REQUEST 1:
Copy out the records that come after the marijuana bust post, every line in order and word for word.

--- Start of PASSAGE ---

# S. Utah marijuana bust could be a record-setter



## FruityBud (Aug 27, 2008)

What could be the largest marijuana eradication effort in Utah's history is underway in the Pine Valley Mountains in Washington County.

Sheriff's Lt. Robert Tersigni, said law-enforcement agencies began uprooting plants early Wednesday morning on information gathered from interviews and following up leads.

Tersigni said that officers from several local, state and federal agencies began eradicating plants in four areas early Wednesday.

"So far we've cut between 10,000 and 20,000 plants," he said, noting the total amount could be 50,000 plants.

"This could be the biggest eradication effort in Utah's history," Tersigni said.

The plants are growing over several miles in the rugged mountains north of St. George, said county spokesman Dean Cox.

Once cut, the pot plants are being flown to the Pine Valley fire station where they will be destroyed.

No arrests have been made, but the areas are under observation.

The operation is the third large-scale marijuana eradication effort in the southwest Utah.

--- End of PASSAGE ---
--- Start of GIVEN INFORMATION ---

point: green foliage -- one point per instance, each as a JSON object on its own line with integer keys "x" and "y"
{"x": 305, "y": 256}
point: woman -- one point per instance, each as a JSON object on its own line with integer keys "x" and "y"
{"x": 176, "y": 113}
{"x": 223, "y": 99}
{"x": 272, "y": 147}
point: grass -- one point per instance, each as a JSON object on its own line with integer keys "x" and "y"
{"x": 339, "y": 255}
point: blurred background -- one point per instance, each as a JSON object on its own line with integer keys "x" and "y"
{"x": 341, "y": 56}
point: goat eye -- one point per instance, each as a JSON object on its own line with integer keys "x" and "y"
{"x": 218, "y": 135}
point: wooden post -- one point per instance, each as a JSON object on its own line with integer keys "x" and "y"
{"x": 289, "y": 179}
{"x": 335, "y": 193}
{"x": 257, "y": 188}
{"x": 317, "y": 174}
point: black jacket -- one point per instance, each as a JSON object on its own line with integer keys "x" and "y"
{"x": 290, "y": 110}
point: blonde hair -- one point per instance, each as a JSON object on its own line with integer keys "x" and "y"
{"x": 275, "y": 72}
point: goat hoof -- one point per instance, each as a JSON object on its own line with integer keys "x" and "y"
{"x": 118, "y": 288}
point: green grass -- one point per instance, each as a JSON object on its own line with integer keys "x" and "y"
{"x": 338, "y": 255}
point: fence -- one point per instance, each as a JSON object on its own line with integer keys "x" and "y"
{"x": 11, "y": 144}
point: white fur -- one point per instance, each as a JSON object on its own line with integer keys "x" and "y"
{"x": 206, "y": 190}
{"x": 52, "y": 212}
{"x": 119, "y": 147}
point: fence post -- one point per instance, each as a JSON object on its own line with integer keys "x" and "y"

--- End of GIVEN INFORMATION ---

REQUEST 2:
List every number of plants mentioned in the marijuana bust post.

TASK RESPONSE 1:
point: green foliage -- one point per instance, each as a JSON object on its own line with integer keys "x" and "y"
{"x": 305, "y": 256}
point: woman -- one point per instance, each as a JSON object on its own line with integer keys "x" and "y"
{"x": 176, "y": 113}
{"x": 223, "y": 99}
{"x": 272, "y": 147}
point: grass -- one point per instance, each as a JSON object on its own line with integer keys "x" and "y"
{"x": 339, "y": 255}
point: blurred background -- one point per instance, each as a JSON object on its own line with integer keys "x" and "y"
{"x": 341, "y": 56}
point: goat eye -- one point per instance, each as a JSON object on its own line with integer keys "x" and "y"
{"x": 218, "y": 135}
point: wooden post -- one point per instance, each as a JSON object on its own line with integer keys "x" and "y"
{"x": 289, "y": 179}
{"x": 335, "y": 193}
{"x": 257, "y": 188}
{"x": 317, "y": 174}
point: black jacket -- one point per instance, each as a JSON object on its own line with integer keys "x" and "y"
{"x": 290, "y": 110}
point: blonde hair -- one point per instance, each as a JSON object on its own line with integer keys "x" and "y"
{"x": 275, "y": 72}
point: goat hoof -- one point per instance, each as a JSON object on its own line with integer keys "x" and "y"
{"x": 118, "y": 288}
point: green grass -- one point per instance, each as a JSON object on its own line with integer keys "x" and "y"
{"x": 338, "y": 255}
point: fence -- one point per instance, each as a JSON object on its own line with integer keys "x" and "y"
{"x": 11, "y": 144}
point: white fur -- one point per instance, each as a JSON object on its own line with integer keys "x" and "y"
{"x": 206, "y": 190}
{"x": 52, "y": 212}
{"x": 119, "y": 147}
point: fence post -- one point per instance, each as a JSON object on its own line with integer keys "x" and "y"

TASK RESPONSE 2:
10,000
20,000
50,000